▸ Record extracts
## begin

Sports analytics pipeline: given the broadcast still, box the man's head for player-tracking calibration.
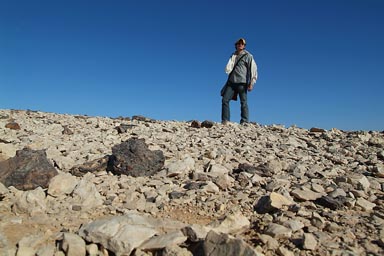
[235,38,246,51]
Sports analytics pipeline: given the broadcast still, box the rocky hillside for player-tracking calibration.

## end
## begin

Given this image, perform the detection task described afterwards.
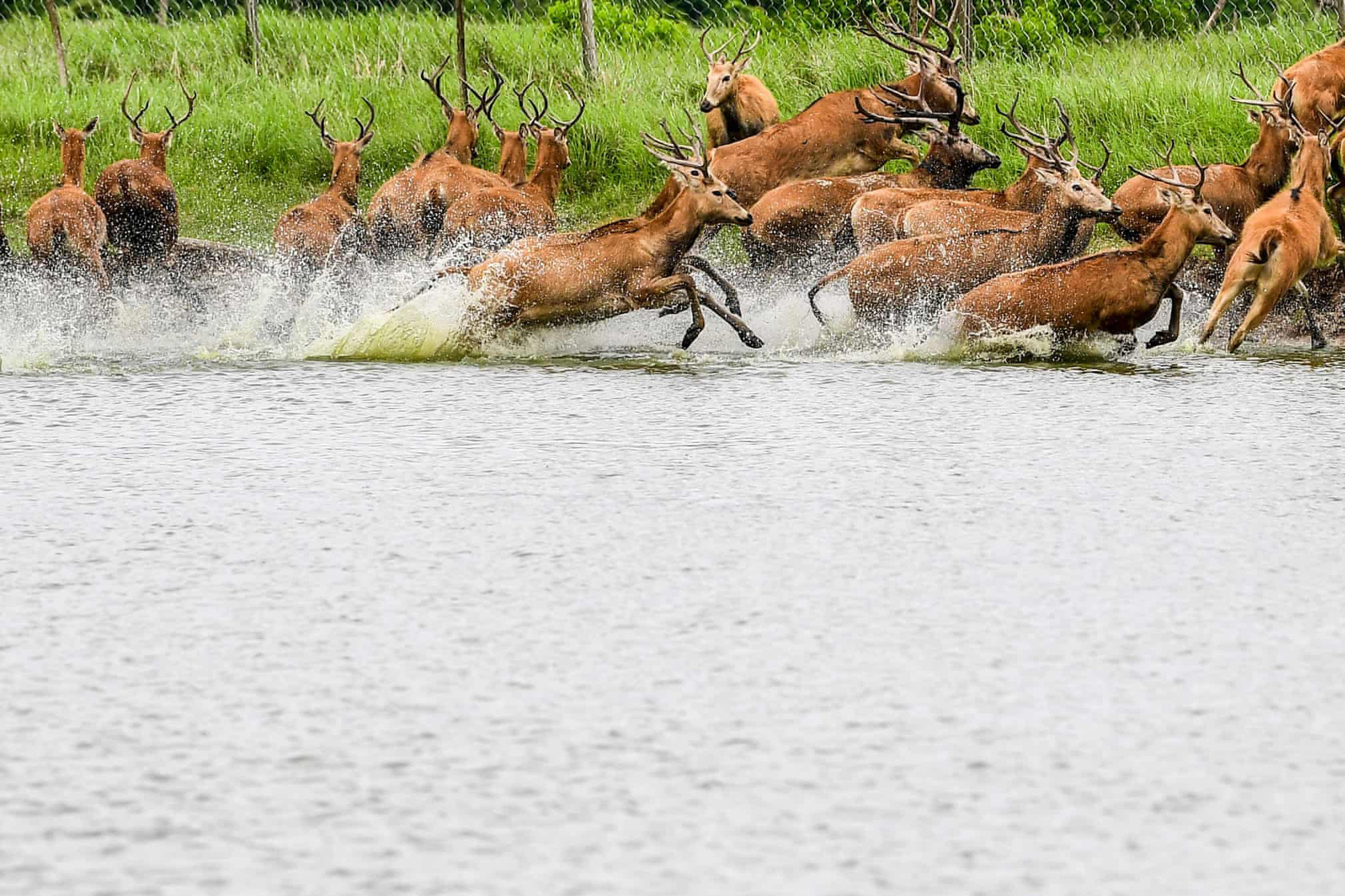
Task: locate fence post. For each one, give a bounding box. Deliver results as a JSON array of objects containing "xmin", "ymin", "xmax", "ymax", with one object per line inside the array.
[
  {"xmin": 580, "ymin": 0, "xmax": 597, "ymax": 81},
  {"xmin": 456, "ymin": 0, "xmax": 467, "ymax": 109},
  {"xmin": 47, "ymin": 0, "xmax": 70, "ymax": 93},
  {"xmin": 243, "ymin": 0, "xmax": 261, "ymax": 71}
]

## end

▸ Written problem
Please write out the records again from the line that contains "head for player-tracking calibration." through the line that contains "hillside for player-tracking calibration.", adding 117 to every bounding-box coordinate in the answers and leaving out the pictures.

▸ Task response
Sports analytics pipeline: given the broadcast still, box the man's head for player-tracking calibration.
[352,155,363,168]
Sports analytics pipeline: given the broadcast still, box the rocky hillside for player-tracking calibration.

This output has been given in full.